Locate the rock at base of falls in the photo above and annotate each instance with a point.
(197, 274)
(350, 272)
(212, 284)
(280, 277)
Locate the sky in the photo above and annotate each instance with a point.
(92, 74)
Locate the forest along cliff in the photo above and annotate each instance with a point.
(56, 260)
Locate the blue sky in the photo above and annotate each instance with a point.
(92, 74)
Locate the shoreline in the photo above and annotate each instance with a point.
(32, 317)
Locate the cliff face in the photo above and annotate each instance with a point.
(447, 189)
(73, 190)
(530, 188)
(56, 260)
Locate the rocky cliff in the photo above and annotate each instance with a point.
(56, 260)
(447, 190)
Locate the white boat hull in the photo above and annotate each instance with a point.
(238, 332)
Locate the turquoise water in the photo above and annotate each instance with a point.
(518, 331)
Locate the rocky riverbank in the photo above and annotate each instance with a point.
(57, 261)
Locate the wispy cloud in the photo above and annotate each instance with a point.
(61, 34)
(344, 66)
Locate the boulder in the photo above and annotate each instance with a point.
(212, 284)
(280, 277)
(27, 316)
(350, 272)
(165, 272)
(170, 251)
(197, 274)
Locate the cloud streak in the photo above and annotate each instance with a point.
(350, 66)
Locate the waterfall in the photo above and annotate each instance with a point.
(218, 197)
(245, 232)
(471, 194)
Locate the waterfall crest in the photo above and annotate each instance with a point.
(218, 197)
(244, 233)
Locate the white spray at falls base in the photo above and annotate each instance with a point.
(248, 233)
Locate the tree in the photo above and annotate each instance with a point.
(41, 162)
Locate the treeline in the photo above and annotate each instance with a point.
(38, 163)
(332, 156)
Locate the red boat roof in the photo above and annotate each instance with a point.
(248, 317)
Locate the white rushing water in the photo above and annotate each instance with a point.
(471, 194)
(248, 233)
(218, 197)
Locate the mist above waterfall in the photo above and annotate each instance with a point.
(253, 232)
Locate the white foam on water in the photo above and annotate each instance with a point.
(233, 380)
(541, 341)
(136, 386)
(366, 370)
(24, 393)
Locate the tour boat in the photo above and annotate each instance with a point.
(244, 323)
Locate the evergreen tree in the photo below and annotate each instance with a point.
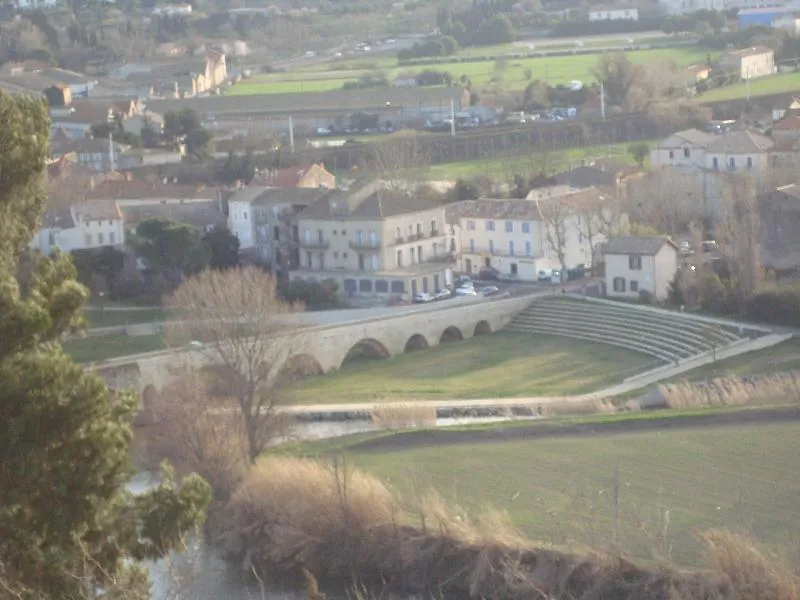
(68, 528)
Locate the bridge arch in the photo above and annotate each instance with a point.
(451, 334)
(366, 348)
(482, 328)
(416, 342)
(301, 366)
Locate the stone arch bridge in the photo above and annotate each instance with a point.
(329, 345)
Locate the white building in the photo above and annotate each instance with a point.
(515, 237)
(88, 225)
(684, 148)
(639, 264)
(614, 14)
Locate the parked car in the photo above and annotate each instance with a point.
(442, 294)
(466, 291)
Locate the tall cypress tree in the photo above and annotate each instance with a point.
(67, 526)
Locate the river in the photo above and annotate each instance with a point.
(200, 573)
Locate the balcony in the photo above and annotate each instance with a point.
(314, 244)
(365, 244)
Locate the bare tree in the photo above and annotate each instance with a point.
(738, 238)
(554, 213)
(246, 334)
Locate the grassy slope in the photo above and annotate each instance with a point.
(557, 490)
(555, 69)
(764, 86)
(100, 348)
(112, 318)
(502, 364)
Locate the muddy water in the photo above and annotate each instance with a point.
(200, 573)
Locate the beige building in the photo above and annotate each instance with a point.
(756, 61)
(373, 241)
(513, 238)
(639, 264)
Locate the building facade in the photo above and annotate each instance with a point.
(756, 61)
(374, 242)
(639, 264)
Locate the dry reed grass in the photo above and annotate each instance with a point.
(338, 522)
(396, 415)
(780, 388)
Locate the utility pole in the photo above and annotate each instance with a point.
(111, 161)
(602, 102)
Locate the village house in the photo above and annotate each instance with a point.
(515, 239)
(757, 61)
(639, 264)
(374, 241)
(87, 225)
(265, 222)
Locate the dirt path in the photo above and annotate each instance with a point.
(540, 430)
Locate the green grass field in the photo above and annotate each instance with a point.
(113, 318)
(764, 86)
(553, 69)
(502, 364)
(534, 163)
(559, 490)
(93, 349)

------------------------

The listing above must be given again exactly, minus its pictures.

• _Response to this exercise_:
Locate the rock at base of falls in the photo above and annotate each instance with a point.
(197, 274)
(350, 272)
(212, 284)
(280, 277)
Locate the sky in the photo above and annotate each instance with a point.
(92, 74)
Locate the forest along cliff in the photo above and annotate each instance with a point.
(56, 260)
Locate the blue sky in the photo above and annotate each instance with a point.
(92, 74)
Locate the shoreline in the photo above and annotate each instance with a point.
(32, 317)
Locate the cliff face in the photo above and annotate each instance with a point.
(447, 189)
(73, 190)
(530, 188)
(56, 260)
Locate the rocky cliff in the photo above and annotate each instance with a point.
(56, 260)
(447, 190)
Locate the white boat hull in the photo above and annotate each instance with a point.
(238, 332)
Locate the turquoise water in the photo above and annotate each instance with a point.
(518, 331)
Locate the rocky riverbank in the photo above and annotate each instance with a point.
(57, 261)
Locate the wispy cloud in the photo above and annotate each instance with a point.
(61, 34)
(344, 66)
Locate the boulder in the photo above and annotate each instance with a point.
(212, 284)
(280, 277)
(27, 316)
(350, 272)
(165, 272)
(170, 251)
(197, 274)
Locate the cloud streak in the photo above and annotate each instance with a point.
(350, 66)
Locate the waterfall in the photo above and annotate each instance with a point.
(218, 197)
(245, 232)
(471, 194)
Locate the waterfall crest in the photo above and annotate each instance with a point.
(218, 197)
(244, 233)
Locate the white spray at falls base in the photo above and annotate each instance with a point.
(248, 233)
Locate the tree in the photo above and annotate each instance with a point.
(41, 162)
Locate the treeline in the photo above and annotate each instance with a point.
(38, 163)
(332, 156)
Locate the red boat roof in the photo above and annotate each instance with a point.
(248, 317)
Locate the white rushing water in the photo above and annotate each instance with a point.
(471, 194)
(248, 233)
(218, 197)
Locate the mist above waterfall in the photo above and annotate each instance with a point.
(253, 232)
Locate the white foam on water in the photo above and annotate each instance with a point.
(233, 380)
(541, 341)
(136, 386)
(366, 370)
(24, 393)
Locate the tour boat in the photo above and annotate each instance with a point.
(244, 323)
Locate the evergreen tree in the photo below and annotate each instance with a point.
(68, 528)
Locate the bridge arch in the photo above and annotate each instance with a point.
(451, 334)
(366, 348)
(482, 328)
(416, 342)
(301, 366)
Locate the stone arch bridge in the photo above and annotate each instance with a point.
(329, 345)
Locate the white building in the photo above and annotate each instance with a point.
(515, 237)
(88, 225)
(684, 148)
(639, 264)
(614, 14)
Locate the parked car in the photo above and annotate each instance with a point.
(442, 294)
(466, 291)
Locate the tall cypress tree in the photo above and annotate each instance with a point.
(67, 526)
Locate the river in the photo above and annotate each instance with a point.
(200, 573)
Locate the balcony in the photo above and annotate each instance with a point.
(314, 244)
(365, 244)
Locate the bare tree in the photo above and annotate each instance with a point.
(738, 238)
(554, 213)
(246, 334)
Locate the grassy slope in the photo above and annotate each instance with a point.
(557, 490)
(555, 69)
(764, 86)
(100, 348)
(112, 318)
(502, 364)
Locate the muddy water in the photo above and annotate each instance with a point.
(200, 573)
Locate the beige building in the photo above and annotate each instance with a point.
(756, 61)
(373, 241)
(513, 238)
(639, 264)
Locate the building facade in the photo above and annotate each instance with a point.
(756, 61)
(374, 242)
(639, 264)
Locate the dry reed grass in the photo above and annotate each instance with a point.
(338, 522)
(396, 415)
(780, 388)
Locate the utility pole in the photo above and annotate each instance with a point.
(111, 161)
(602, 102)
Locate the village house in the photo above and annotate each instance with a point.
(515, 239)
(757, 61)
(639, 264)
(374, 241)
(87, 225)
(265, 222)
Locate the dirt path in the photo above and annotate each instance with a point.
(540, 430)
Locate the green grass field in the photo above and annotate each instance with a point.
(113, 318)
(764, 86)
(553, 69)
(502, 364)
(534, 163)
(559, 490)
(93, 349)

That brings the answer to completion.